Return every line of the material below word for word, with nothing changed, added, or left out.

----

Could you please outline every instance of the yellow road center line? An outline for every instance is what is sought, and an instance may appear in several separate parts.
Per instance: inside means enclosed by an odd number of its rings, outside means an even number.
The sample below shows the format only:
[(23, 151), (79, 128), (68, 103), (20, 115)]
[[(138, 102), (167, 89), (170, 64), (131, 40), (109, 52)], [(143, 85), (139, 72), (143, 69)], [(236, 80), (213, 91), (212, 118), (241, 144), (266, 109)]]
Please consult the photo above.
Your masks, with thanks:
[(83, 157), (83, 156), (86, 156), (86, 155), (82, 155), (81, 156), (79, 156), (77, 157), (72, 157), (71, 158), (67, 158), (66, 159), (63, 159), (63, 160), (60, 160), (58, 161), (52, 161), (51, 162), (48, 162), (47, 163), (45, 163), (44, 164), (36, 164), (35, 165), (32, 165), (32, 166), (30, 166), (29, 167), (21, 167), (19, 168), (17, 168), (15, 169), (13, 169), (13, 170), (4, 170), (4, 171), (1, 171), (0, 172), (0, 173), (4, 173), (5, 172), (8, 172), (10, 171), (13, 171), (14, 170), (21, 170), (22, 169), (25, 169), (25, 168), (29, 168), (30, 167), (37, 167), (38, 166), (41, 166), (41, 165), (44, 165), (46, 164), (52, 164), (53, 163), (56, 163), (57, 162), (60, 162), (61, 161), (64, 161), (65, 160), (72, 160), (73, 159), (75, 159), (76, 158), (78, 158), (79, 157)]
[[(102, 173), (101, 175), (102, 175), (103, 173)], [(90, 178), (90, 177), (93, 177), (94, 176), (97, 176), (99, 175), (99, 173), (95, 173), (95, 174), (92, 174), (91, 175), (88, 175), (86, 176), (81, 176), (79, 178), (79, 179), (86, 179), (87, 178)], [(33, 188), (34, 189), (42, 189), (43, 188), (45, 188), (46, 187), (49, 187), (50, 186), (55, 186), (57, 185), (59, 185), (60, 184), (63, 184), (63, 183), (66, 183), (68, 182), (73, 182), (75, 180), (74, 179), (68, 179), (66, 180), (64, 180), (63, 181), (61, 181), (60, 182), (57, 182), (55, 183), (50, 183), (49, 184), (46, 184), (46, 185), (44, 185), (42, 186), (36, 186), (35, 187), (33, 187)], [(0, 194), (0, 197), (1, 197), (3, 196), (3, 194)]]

----

### EXERCISE OUTPUT
Could you please outline every instance of the yellow road center line? An outline for every instance is what is sought, and an instance may appear in several separate parts.
Per instance: inside means enclosed by an odd number of its rings, outside means an even number.
The sample below shows the format only:
[(23, 151), (79, 128), (68, 103), (20, 115)]
[[(138, 102), (167, 89), (170, 64), (131, 40), (109, 52)], [(143, 85), (139, 72), (143, 69)], [(236, 80), (213, 91), (212, 118), (241, 144), (266, 109)]]
Please consult the photo above.
Your masks, with thanks:
[(83, 157), (83, 156), (86, 156), (86, 155), (82, 155), (81, 156), (79, 156), (77, 157), (72, 157), (71, 158), (67, 158), (66, 159), (63, 159), (63, 160), (60, 160), (58, 161), (52, 161), (51, 162), (48, 162), (47, 163), (45, 163), (44, 164), (36, 164), (35, 165), (32, 165), (32, 166), (30, 166), (29, 167), (21, 167), (19, 168), (17, 168), (15, 169), (13, 169), (13, 170), (4, 170), (4, 171), (1, 171), (0, 172), (0, 173), (4, 173), (5, 172), (8, 172), (10, 171), (13, 171), (14, 170), (21, 170), (22, 169), (25, 169), (25, 168), (29, 168), (30, 167), (37, 167), (38, 166), (41, 166), (41, 165), (44, 165), (46, 164), (52, 164), (53, 163), (56, 163), (57, 162), (60, 162), (61, 161), (64, 161), (65, 160), (72, 160), (73, 159), (75, 159), (76, 158), (78, 158), (79, 157)]
[[(102, 173), (101, 175), (102, 175), (103, 173)], [(90, 178), (90, 177), (93, 177), (94, 176), (97, 176), (99, 175), (99, 173), (95, 173), (95, 174), (92, 174), (91, 175), (88, 175), (86, 176), (81, 176), (79, 178), (79, 179), (86, 179), (87, 178)], [(33, 188), (34, 189), (42, 189), (43, 188), (45, 188), (46, 187), (49, 187), (50, 186), (55, 186), (57, 185), (59, 185), (60, 184), (63, 184), (63, 183), (66, 183), (68, 182), (73, 182), (75, 180), (74, 179), (68, 179), (66, 180), (64, 180), (63, 181), (61, 181), (60, 182), (57, 182), (55, 183), (50, 183), (49, 184), (46, 184), (46, 185), (44, 185), (42, 186), (36, 186), (35, 187), (33, 187)], [(0, 194), (0, 197), (1, 197), (3, 196), (3, 194)]]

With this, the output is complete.